Texte fourni
┄┄┄┄┄┄┄┄┄┄

Paris-Dakar à vélo, c’est possible. Le 15 mars dernier, l’aventurier breton et ancien cycliste élite Stéven Le Hyaric a parcouru la « trace » mythique, de Paris à Dakar. Sans auto ni hélico, mais avec son vélo. Au menu, 5 625 km, 26 k 000 de dénivelé positif, 5 pays traversés (France, Espagne, Maroc, Mauritanie et Sénégal) et des températures de 0 °C à 50°. Outre le record du monde en moins de 20 jours, l’objectif était d’éveiller les consciences sur le dérèglement climatique et la désertification. De quoi mettre Pascal Praud en PLS. On a parlé de l’épreuve physique de Stéven, du vélo de Stéven, mais pas de la nutrition de Stéven. Entre bidons, bananes et sandwich au chameau, interview nutri d’un fou de la vie.
Charles : Quel mangeur es-tu ?
Stéven : Je mange beaucoup depuis ma carrière de vélo. J’ai toujours été gourmand et mangé ce que j’aimais. Hum, avec toute de même cette « légère » déformation professionnelle : au delà du plaisir, l’alimentation doit être un carburant efficace pour moi. Donc, j’essaie de manger complet quand je peux, souvent protéiné. J’ai tenté de supprimer les sucres rapides, mais ça n’a servi à rien sauf à me dérégler psychologiquement. J’ai tout essayé, des régimes hyperprotéinés, sans sucre, des jeûnes… Ce qui me convient le mieux est d’être dans l’équilibre et de manger ce dont j’ai envie.
Des allergies, intolérance ou régime particulier ?

┄┄┄┄┄┄┄┄┄┄

Travail demandé
Rédigez la suite de l'entretien sur la nutrition du Paris-Dakar à vélo à partir de sa dernière ligne. Les enregistrements ne sont d'aucune utilité pour ce travail.

Données enregistrées
┄┄┄┄┄┄┄┄┄┄

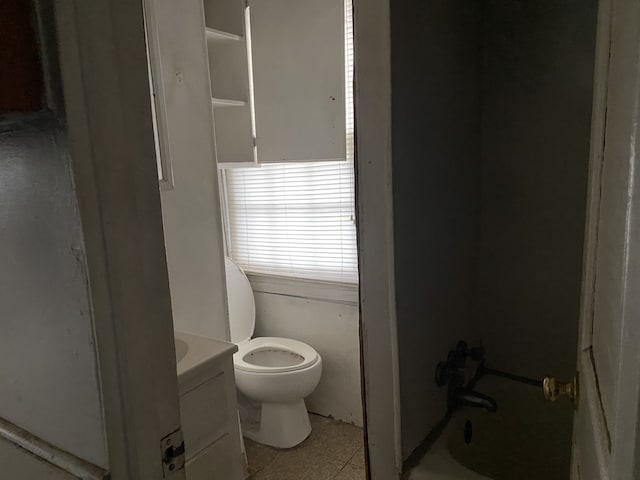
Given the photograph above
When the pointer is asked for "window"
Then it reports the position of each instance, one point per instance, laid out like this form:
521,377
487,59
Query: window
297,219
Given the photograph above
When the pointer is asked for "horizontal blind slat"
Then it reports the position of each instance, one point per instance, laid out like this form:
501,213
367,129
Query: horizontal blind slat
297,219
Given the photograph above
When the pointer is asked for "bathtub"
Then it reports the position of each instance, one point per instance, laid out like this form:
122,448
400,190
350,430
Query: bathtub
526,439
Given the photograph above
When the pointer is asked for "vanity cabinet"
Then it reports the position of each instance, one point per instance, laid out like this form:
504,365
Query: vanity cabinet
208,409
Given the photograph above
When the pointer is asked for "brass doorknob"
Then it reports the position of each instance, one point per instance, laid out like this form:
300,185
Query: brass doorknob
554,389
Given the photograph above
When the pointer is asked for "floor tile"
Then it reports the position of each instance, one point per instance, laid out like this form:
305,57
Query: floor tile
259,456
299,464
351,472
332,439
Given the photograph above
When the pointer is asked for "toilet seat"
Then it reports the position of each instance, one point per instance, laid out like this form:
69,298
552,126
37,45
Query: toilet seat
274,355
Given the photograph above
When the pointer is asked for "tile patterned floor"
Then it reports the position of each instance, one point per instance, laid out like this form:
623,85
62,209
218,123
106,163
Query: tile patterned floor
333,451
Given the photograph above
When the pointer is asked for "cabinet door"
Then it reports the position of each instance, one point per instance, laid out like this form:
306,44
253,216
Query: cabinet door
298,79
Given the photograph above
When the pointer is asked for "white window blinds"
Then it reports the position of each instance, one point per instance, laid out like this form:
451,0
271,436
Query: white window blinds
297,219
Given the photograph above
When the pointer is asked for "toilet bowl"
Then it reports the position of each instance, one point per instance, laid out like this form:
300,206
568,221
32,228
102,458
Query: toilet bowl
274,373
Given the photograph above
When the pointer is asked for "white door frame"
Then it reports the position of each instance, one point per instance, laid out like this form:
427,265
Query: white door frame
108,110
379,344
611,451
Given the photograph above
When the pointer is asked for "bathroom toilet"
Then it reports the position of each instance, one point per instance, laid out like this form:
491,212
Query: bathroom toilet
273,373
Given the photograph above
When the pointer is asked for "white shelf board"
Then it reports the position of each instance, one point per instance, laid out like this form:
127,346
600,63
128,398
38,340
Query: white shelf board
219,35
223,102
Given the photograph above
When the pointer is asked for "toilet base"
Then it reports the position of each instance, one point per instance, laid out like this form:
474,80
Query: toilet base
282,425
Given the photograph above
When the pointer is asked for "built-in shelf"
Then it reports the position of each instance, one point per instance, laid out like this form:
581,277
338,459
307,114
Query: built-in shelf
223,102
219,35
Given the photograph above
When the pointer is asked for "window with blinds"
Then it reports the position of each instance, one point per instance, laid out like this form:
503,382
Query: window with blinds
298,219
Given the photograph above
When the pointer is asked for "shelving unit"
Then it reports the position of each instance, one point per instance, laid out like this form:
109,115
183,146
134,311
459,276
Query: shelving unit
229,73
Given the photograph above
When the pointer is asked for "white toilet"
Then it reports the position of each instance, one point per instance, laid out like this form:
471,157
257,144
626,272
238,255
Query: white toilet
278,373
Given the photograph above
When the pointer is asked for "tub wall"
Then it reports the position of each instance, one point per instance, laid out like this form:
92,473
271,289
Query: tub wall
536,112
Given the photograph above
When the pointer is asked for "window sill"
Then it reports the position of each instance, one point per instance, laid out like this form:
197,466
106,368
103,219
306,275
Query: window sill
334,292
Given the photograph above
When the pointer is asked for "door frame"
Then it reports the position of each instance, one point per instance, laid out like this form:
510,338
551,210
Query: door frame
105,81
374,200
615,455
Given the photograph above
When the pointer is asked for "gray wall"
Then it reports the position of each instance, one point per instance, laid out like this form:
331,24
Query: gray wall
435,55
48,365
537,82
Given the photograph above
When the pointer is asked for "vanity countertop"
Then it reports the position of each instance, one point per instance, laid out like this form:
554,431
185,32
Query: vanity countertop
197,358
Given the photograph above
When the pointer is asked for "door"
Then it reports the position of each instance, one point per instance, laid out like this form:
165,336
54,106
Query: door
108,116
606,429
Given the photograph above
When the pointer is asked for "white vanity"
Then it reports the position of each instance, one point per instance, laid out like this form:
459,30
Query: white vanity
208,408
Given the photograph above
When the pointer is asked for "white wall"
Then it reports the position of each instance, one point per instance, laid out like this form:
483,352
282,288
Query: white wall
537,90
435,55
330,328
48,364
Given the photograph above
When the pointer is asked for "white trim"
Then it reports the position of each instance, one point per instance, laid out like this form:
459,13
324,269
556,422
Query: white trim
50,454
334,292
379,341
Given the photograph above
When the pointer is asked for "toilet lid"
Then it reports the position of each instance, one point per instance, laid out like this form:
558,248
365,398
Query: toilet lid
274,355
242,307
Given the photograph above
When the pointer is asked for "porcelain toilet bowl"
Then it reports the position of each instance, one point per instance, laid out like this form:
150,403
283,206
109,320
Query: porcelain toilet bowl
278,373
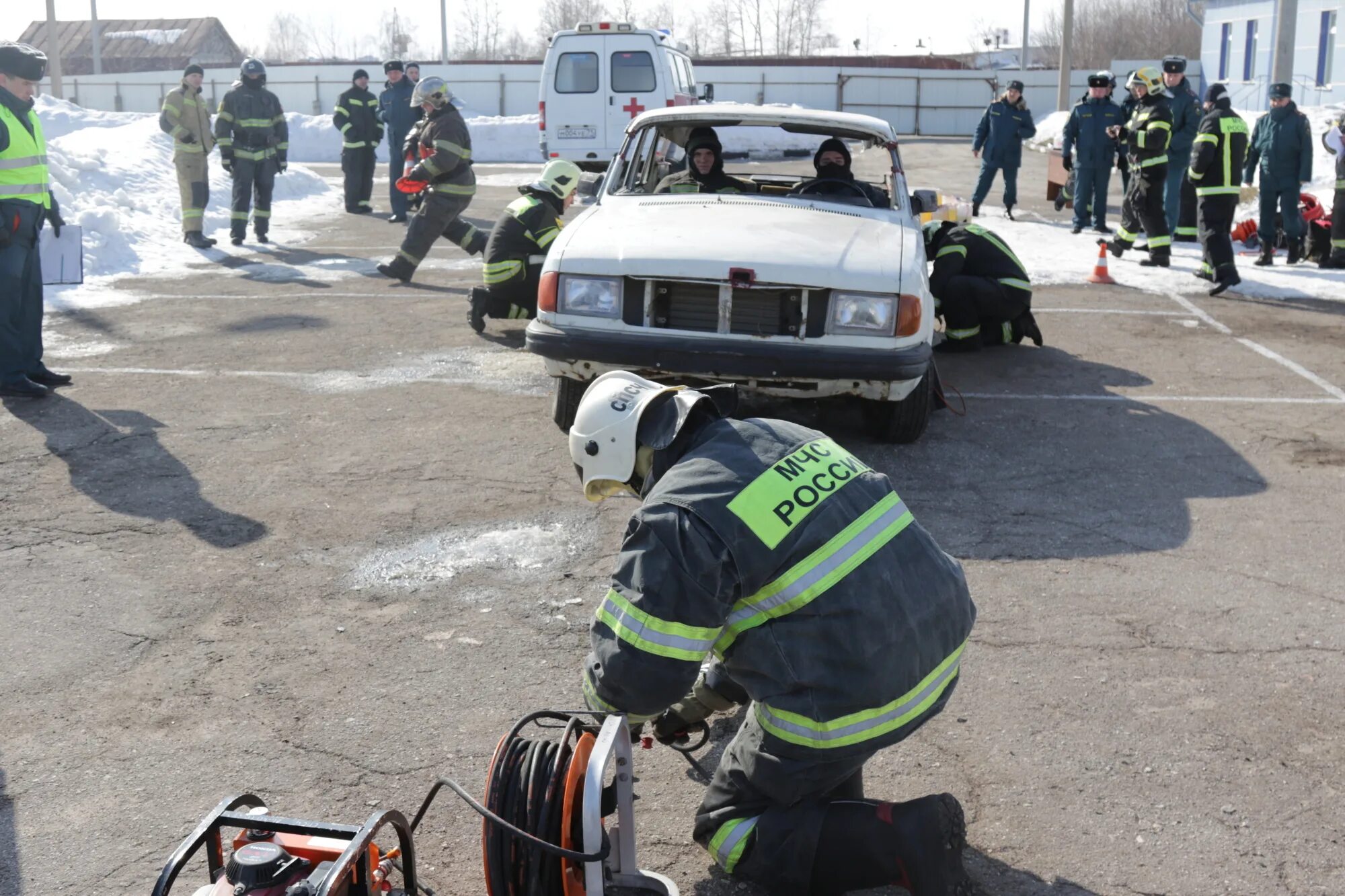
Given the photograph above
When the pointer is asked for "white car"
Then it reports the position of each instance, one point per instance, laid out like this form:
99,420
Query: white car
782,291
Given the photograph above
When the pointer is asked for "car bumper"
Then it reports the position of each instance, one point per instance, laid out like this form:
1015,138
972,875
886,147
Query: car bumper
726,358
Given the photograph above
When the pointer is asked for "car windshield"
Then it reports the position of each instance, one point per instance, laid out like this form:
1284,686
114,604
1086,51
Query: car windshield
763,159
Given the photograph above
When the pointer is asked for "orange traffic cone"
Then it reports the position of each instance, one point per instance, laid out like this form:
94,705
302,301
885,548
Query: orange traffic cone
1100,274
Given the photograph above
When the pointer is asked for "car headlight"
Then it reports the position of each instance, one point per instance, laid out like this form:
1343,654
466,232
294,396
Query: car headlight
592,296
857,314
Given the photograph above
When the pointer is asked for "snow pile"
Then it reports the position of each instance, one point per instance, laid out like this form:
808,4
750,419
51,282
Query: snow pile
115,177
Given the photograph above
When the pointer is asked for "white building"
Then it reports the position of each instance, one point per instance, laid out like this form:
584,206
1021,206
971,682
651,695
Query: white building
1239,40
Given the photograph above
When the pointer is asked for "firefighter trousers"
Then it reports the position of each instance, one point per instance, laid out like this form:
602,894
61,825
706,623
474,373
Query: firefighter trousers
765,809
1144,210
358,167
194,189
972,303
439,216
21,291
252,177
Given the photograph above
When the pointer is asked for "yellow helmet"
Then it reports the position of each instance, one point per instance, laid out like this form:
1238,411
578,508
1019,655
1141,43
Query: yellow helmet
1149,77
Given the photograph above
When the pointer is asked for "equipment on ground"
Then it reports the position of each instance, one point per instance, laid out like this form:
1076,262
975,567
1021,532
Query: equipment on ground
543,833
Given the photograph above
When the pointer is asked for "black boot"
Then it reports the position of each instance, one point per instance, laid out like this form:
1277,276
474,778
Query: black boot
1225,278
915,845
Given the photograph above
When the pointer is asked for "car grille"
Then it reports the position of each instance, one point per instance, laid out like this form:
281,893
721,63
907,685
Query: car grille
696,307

┄┄┄┄┄┄┄┄┄┄

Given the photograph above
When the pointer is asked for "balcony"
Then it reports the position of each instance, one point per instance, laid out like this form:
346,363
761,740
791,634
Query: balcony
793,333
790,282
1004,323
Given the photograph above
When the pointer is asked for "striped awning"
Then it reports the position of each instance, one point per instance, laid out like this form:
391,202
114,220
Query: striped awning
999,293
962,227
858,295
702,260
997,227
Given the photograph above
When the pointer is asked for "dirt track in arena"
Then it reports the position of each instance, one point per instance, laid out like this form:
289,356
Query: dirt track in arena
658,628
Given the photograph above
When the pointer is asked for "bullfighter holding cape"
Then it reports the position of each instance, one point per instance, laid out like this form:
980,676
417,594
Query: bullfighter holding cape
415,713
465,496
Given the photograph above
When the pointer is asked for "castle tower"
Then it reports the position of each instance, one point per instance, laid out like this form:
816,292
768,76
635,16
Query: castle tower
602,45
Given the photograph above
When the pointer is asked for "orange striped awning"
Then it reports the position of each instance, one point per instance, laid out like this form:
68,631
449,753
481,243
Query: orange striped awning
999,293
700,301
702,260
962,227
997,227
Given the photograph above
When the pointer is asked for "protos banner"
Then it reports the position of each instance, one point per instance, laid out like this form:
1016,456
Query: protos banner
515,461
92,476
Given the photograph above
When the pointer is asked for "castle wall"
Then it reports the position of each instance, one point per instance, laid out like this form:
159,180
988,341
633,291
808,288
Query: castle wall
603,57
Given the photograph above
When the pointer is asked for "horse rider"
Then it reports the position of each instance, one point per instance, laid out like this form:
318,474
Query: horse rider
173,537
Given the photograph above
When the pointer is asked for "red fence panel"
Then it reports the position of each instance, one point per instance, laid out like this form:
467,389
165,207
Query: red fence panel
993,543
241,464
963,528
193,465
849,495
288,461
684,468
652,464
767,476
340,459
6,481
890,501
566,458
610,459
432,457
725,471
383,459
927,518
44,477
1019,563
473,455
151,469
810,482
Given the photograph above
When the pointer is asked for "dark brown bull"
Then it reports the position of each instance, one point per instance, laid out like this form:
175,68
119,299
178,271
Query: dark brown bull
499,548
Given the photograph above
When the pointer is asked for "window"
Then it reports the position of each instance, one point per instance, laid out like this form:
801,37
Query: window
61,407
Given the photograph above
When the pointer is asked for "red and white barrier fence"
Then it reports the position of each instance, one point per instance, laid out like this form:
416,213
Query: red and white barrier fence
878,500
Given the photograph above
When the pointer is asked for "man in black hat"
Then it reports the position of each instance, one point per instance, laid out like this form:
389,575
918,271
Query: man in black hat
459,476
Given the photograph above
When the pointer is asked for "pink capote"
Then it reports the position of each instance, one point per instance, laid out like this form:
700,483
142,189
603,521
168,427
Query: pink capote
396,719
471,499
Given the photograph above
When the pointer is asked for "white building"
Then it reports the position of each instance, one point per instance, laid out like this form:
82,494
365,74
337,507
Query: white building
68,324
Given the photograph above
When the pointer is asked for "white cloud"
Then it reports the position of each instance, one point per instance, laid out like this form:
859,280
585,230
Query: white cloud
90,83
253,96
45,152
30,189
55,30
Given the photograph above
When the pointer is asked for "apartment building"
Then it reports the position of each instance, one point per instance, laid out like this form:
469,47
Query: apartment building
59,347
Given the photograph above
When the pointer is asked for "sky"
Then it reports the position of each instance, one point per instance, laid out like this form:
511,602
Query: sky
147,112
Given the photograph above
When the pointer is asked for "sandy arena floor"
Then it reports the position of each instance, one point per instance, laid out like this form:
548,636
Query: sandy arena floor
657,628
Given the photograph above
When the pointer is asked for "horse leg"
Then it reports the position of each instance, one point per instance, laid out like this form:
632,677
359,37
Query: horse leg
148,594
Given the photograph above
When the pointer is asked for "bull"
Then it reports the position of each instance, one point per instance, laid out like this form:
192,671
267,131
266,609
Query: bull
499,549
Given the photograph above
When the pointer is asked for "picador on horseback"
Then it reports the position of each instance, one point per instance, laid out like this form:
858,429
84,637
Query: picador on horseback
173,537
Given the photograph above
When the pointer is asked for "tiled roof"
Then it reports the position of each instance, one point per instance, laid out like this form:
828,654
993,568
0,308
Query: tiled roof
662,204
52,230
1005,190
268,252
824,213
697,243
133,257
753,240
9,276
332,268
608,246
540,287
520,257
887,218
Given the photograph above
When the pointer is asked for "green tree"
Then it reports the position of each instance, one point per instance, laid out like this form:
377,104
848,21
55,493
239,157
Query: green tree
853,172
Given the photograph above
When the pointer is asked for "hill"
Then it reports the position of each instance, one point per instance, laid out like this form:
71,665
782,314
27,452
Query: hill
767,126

┄┄┄┄┄┄┄┄┄┄

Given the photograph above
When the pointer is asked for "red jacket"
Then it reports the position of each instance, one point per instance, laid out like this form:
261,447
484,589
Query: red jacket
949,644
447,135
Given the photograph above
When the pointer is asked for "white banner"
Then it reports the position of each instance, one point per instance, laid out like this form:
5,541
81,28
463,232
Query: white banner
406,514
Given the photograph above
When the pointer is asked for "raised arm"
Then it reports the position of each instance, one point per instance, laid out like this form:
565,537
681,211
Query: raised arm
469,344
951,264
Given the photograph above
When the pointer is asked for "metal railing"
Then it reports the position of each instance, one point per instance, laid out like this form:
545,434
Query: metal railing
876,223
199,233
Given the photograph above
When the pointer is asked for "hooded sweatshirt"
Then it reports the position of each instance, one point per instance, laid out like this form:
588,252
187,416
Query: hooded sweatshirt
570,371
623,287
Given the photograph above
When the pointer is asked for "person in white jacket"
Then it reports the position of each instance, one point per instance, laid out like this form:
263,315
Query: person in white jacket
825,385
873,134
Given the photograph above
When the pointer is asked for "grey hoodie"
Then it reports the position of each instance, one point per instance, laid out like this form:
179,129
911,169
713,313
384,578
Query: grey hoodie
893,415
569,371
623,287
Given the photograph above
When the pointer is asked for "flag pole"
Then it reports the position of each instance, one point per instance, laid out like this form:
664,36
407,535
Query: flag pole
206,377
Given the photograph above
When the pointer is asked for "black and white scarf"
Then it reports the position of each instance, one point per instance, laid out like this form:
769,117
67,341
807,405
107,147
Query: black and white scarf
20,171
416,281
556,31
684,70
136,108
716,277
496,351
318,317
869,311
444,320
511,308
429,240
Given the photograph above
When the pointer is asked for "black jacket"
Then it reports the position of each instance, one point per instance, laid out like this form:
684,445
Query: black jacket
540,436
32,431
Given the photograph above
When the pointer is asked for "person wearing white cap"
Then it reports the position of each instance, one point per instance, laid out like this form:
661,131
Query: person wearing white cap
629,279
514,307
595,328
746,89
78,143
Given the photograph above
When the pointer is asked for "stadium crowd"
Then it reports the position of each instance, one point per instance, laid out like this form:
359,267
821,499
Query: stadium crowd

┄┄┄┄┄┄┄┄┄┄

Résultat
Pas d’allergies ni d’intolérances. Je ne bois pas de lait, parce que je n’ai jamais aimé ça. J’avais supprimé le gluten quand j’étais coureur cycliste. Ça avait très bien marché, mais aujourd’hui, quand je suis à bloc dans mes projets, je préfère manger ce que j’ai envie de manger, quitte à ce que ça soit parfois vraiment moins intéressant du point de vue nutritionnel (euphémisme). Pour une athlète d’ultra-endurance, c’est sans doute un peu particulier de ne pas manger de viande. Mais c’est comme ça, pour des raisons aussi philosophiques que spirituelles. Sur ce défi, j’ai pris très peu de poisson, parfois des œufs, jamais de viande, sauf quand je n’ai pu faire autrement, après une étape de plus de 300 kilomètres.
Et pour ton aventure de Paris-Dakar à vélo, en quel mangeur t’es-tu transformé ?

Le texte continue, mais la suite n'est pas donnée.